Text:
:::
36

The Reference Source page for stringbuilder.cs has this comment in the ToString method:

if (chunk.m_ChunkLength > 0)
{
    // Copy these into local variables so that they 
    // are stable even in the presence of ----s (hackers might do this)
    char[] sourceArray = chunk.m_ChunkChars;
    int chunkOffset = chunk.m_ChunkOffset;
    int chunkLength = chunk.m_ChunkLength;

What does this mean? Is ----s something a malicious user might insert into a string to be formatted?

xxbbcc
  • 16,930
  • 5
  • 50
  • 83
Micteu
  • 451
  • 5
  • 17
  • 10
    We need a hacker to anwer this question :) – 54l3d Jun 03 '15 at 22:11
  • 3
    I'm no hacker but I'm guessing that whatever `----s` means some word or phrase that ends with s, and the programmer just didn't want to give it away that easily – Zohar Peled Jun 03 '15 at 22:11
  • 3
    @54l3d, your name looks like L33Tspeak. I bet you'd be a good one to ask. – Micteu Jun 03 '15 at 22:12
  • 2
    I'm guessing the phrase (which @Jerron Vanneval's answer says was "race conditions") was elided when the Reference Source was released -- and that in the original MS source it was left intact. – Ross Presser Jun 03 '15 at 22:12
  • 2
    Duplicate of http://stackoverflow.com/questions/30595203/redacted-comments-in-mss-source-code-for-net (this is more generic and was asked earlier). – leppie Jun 04 '15 at 10:00
  • 1
    As leppie points out, [I asked this question just a few days ago](http://stackoverflow.com/q/30595203/24874). – Drew Noakes Jun 04 '15 at 11:54
  • Microsoft fell victim to one of the clbuttic blunders! The most famous of which is "never get involved in a land war in Asia," but only slightly less well-known is this: "Never run seek and destroy on the source code!" – CodesInChaos Jun 04 '15 at 13:52
  • I bet the answer is 'StackOverflows' ;) – MeanGreen Jun 04 '15 at 14:19
  • @CodesInChaos it took some research to fully figure out that joke. – usr Jun 04 '15 at 21:34

4 Answers4

41

The source code for the published Reference Source is pushed through a filter that removes objectionable content from the source. Verboten words are one, Microsoft programmers use profanity in their comments. So are the names of devs, Microsoft wants to hide their identity. Such a word or name is substituted by dashes.

In this case you can tell what used to be there from the CoreCLR, the open-sourced version of the .NET Framework. It is a verboten word:

// Copy these into local variables so that they are stable even in the presence of race conditions

Which was hand-edited from the original that you looked at before being submitted to Github, Microsoft also doesn't want to accuse their customers of being hackers, it originally said races, thus turning into ----s :)
:::
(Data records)
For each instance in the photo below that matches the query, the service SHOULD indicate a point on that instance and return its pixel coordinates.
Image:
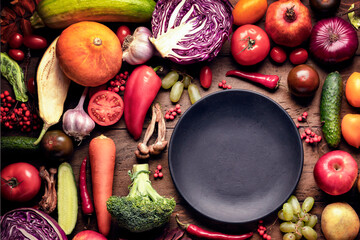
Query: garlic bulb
(137, 49)
(76, 122)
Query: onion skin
(333, 40)
(286, 31)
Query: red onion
(333, 40)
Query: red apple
(89, 235)
(335, 172)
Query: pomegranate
(288, 22)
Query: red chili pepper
(269, 81)
(141, 89)
(202, 233)
(87, 205)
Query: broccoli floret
(143, 208)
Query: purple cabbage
(189, 31)
(29, 223)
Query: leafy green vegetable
(354, 20)
(143, 208)
(15, 75)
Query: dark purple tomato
(298, 56)
(303, 81)
(31, 86)
(57, 145)
(15, 40)
(278, 54)
(324, 7)
(16, 54)
(35, 42)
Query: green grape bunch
(298, 222)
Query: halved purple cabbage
(29, 223)
(188, 31)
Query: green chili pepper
(15, 75)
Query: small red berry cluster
(118, 84)
(262, 231)
(309, 136)
(17, 118)
(158, 173)
(223, 85)
(302, 118)
(172, 112)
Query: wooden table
(125, 144)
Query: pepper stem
(36, 21)
(250, 44)
(157, 68)
(12, 182)
(42, 133)
(290, 14)
(182, 225)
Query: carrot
(102, 161)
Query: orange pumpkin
(89, 53)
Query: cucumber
(330, 106)
(67, 198)
(63, 13)
(19, 144)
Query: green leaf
(354, 20)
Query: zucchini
(18, 144)
(63, 13)
(330, 106)
(67, 198)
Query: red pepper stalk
(141, 89)
(269, 81)
(202, 233)
(86, 203)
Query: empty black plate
(235, 156)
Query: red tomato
(249, 45)
(105, 107)
(122, 32)
(16, 54)
(35, 42)
(31, 86)
(298, 56)
(278, 54)
(20, 182)
(205, 77)
(15, 40)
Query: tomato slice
(105, 107)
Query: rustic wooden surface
(125, 145)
:::
What the task requires: According to the top answer in the forum thread, what word did the comment originally contain where "----s" now appears?

In response: It originally said "races."